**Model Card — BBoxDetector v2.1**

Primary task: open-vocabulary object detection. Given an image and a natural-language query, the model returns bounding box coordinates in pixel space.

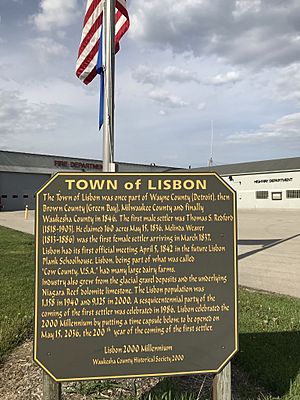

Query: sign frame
[34,172,238,382]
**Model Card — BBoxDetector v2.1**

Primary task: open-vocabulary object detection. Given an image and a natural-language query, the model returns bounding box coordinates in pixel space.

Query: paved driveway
[237,209,300,298]
[0,209,299,298]
[0,210,35,234]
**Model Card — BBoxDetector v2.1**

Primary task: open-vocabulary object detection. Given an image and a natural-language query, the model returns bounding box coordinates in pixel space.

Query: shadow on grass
[145,331,300,399]
[237,331,300,396]
[141,375,211,400]
[143,369,265,400]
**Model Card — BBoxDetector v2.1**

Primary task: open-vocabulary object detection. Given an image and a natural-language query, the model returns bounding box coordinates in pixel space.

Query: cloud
[163,66,200,83]
[197,102,206,110]
[233,0,261,17]
[32,0,80,31]
[132,65,159,85]
[130,0,300,69]
[275,63,300,103]
[0,89,64,140]
[207,71,241,85]
[26,37,67,63]
[227,112,300,144]
[132,65,200,85]
[149,89,189,108]
[132,64,242,90]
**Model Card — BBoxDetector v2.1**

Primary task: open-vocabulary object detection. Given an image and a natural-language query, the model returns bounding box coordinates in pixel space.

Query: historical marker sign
[34,173,238,381]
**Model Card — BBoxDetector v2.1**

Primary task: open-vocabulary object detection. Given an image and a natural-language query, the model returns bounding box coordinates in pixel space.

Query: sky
[0,0,300,168]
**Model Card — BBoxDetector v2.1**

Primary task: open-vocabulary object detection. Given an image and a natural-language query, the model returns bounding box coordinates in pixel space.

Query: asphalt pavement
[237,209,300,298]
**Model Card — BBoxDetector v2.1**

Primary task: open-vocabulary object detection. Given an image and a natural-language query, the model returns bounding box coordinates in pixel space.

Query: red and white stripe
[76,0,129,85]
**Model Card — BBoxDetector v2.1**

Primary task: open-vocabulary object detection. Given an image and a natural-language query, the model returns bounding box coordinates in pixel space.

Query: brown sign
[34,173,238,381]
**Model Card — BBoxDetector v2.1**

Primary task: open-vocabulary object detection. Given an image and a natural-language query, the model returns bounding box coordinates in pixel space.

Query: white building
[193,157,300,209]
[1,151,299,210]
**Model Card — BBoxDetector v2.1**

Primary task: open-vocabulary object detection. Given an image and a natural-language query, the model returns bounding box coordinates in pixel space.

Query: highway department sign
[34,173,238,381]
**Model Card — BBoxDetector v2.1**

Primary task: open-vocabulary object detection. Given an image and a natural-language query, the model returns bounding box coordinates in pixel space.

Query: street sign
[34,173,238,381]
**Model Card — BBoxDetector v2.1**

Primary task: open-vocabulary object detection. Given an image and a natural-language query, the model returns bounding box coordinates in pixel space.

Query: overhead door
[0,172,51,211]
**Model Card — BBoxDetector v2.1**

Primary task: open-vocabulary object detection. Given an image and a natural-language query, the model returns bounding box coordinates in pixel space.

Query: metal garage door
[0,172,51,211]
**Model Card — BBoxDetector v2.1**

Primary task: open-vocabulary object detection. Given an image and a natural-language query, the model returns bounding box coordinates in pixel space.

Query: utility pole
[208,120,214,167]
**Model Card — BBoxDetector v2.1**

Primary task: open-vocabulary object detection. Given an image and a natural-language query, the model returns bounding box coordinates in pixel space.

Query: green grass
[237,288,300,399]
[68,290,300,400]
[142,379,198,400]
[67,379,197,400]
[144,389,195,400]
[0,226,35,362]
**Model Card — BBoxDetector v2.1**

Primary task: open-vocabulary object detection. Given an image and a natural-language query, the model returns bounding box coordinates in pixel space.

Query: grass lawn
[0,225,299,400]
[146,287,300,400]
[0,226,34,362]
[237,289,300,399]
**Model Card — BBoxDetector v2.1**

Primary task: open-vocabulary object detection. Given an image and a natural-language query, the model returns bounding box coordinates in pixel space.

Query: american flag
[76,0,129,85]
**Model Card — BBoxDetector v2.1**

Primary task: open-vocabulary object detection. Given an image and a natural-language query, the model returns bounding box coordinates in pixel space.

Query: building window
[1,195,7,198]
[12,195,18,199]
[23,195,29,198]
[256,191,268,199]
[272,192,282,201]
[287,190,300,199]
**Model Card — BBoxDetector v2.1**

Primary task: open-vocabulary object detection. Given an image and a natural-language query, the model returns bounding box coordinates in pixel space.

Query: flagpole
[103,0,116,172]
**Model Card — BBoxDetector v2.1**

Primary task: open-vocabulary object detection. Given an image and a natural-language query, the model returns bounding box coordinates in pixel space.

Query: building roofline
[187,156,300,175]
[0,149,180,170]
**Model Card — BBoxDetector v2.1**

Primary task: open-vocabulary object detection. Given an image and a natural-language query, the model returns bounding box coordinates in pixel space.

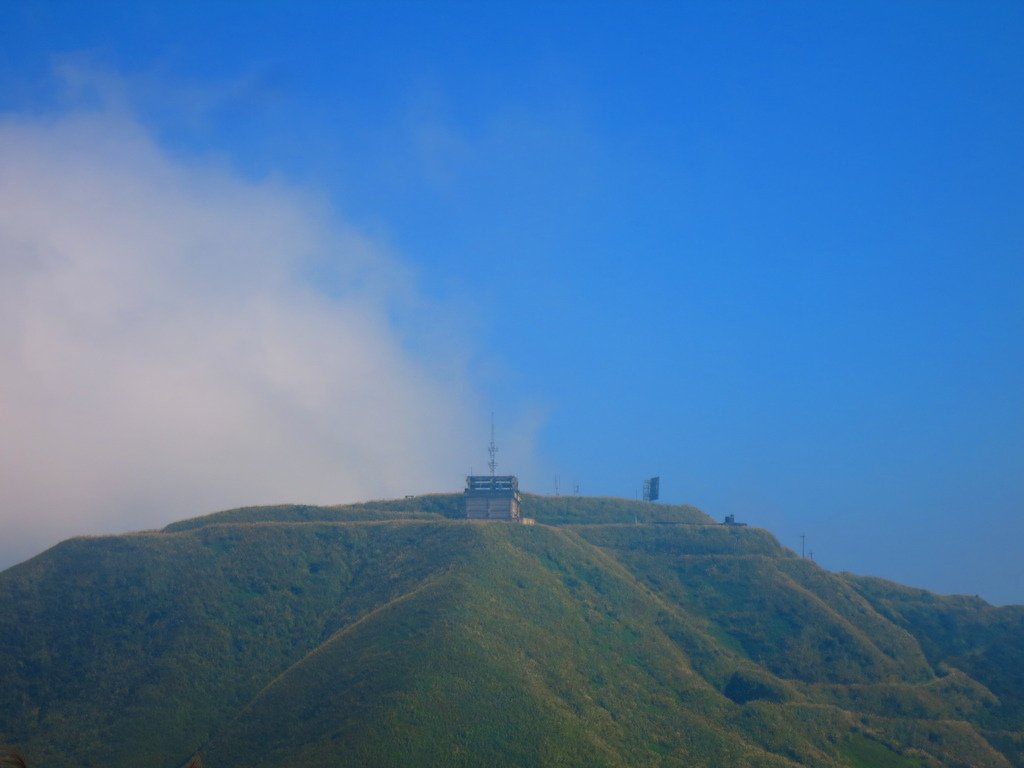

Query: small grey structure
[643,476,660,502]
[464,475,522,520]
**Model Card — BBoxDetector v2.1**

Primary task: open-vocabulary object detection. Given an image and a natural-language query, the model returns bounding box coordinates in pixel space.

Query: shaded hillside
[0,494,1021,767]
[843,575,1024,766]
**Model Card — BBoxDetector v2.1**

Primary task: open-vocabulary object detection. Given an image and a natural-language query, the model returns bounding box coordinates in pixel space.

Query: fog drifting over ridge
[0,105,483,569]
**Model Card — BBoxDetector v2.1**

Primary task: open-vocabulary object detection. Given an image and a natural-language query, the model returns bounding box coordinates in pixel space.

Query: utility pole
[801,533,806,559]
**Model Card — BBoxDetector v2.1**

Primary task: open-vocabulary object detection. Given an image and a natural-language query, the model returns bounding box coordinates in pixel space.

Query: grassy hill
[1,494,1021,767]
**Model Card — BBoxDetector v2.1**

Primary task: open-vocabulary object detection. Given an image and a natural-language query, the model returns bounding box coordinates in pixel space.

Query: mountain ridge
[1,494,1021,767]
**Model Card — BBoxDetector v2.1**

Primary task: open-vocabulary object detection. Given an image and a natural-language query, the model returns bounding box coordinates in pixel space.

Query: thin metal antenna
[801,533,806,559]
[488,413,497,477]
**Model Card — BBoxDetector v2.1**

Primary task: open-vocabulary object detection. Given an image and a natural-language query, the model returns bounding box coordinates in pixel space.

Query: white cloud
[0,103,482,568]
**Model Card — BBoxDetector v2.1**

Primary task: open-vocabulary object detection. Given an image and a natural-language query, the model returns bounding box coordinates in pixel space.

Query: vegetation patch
[723,670,787,704]
[838,733,922,768]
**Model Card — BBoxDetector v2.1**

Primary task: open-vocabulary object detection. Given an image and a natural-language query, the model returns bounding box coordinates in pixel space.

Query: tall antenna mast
[488,412,497,477]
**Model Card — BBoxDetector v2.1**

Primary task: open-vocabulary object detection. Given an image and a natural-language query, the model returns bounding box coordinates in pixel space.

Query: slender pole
[488,412,497,477]
[801,533,806,559]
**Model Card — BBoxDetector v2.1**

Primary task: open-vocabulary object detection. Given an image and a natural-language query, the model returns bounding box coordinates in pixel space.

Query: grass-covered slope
[0,521,481,767]
[201,524,799,768]
[0,494,1021,767]
[162,496,462,531]
[843,574,1024,766]
[163,493,712,532]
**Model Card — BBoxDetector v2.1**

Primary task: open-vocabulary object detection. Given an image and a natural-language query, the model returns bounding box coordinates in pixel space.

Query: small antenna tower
[488,413,497,477]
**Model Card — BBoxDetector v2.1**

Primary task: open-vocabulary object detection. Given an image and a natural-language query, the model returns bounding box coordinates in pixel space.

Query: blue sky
[1,2,1022,603]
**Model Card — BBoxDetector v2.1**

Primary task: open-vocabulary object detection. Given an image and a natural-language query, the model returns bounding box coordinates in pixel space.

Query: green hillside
[162,493,711,531]
[1,494,1021,767]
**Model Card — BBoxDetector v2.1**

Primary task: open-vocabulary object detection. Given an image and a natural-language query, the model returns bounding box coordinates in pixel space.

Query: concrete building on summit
[464,474,522,520]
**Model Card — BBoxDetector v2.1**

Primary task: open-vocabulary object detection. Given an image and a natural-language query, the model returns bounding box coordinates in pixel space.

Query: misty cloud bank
[0,105,481,569]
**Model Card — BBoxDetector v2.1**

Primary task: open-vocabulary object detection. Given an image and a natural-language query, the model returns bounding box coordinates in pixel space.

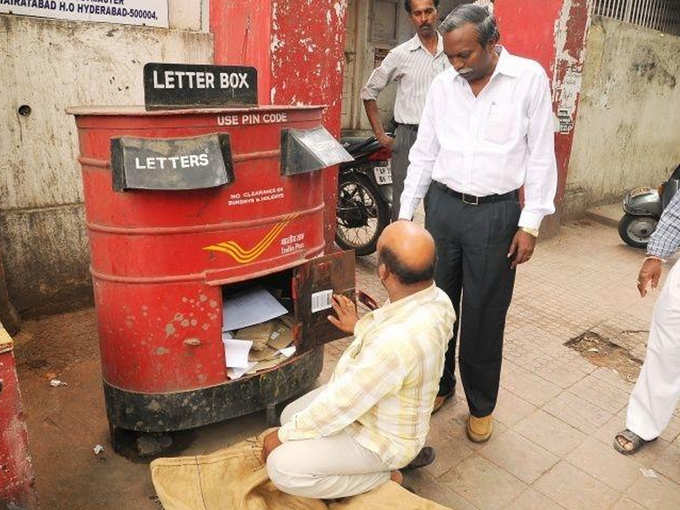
----------
## Problem statement
Restate word for word, please, the line containing "Query: concrete building on summit" and all lines after it through the end of the material; the pictures do not belong in the copy.

## Answer section
Query: concrete building on summit
[464,474,522,520]
**Model Card — BBoxDetector v2.1**

Primary task: open-vocabulary object detection. Given an image and a natural-language query, the model returns bounding box coordinates in pixel space.

Query: misty cloud bank
[0,105,481,569]
**Model Card — BBoxDetector v2.1**

Primary task: open-vocabulary object detection. Given an image and a natural-language query, the model returns bounding box coordinates in pixel space.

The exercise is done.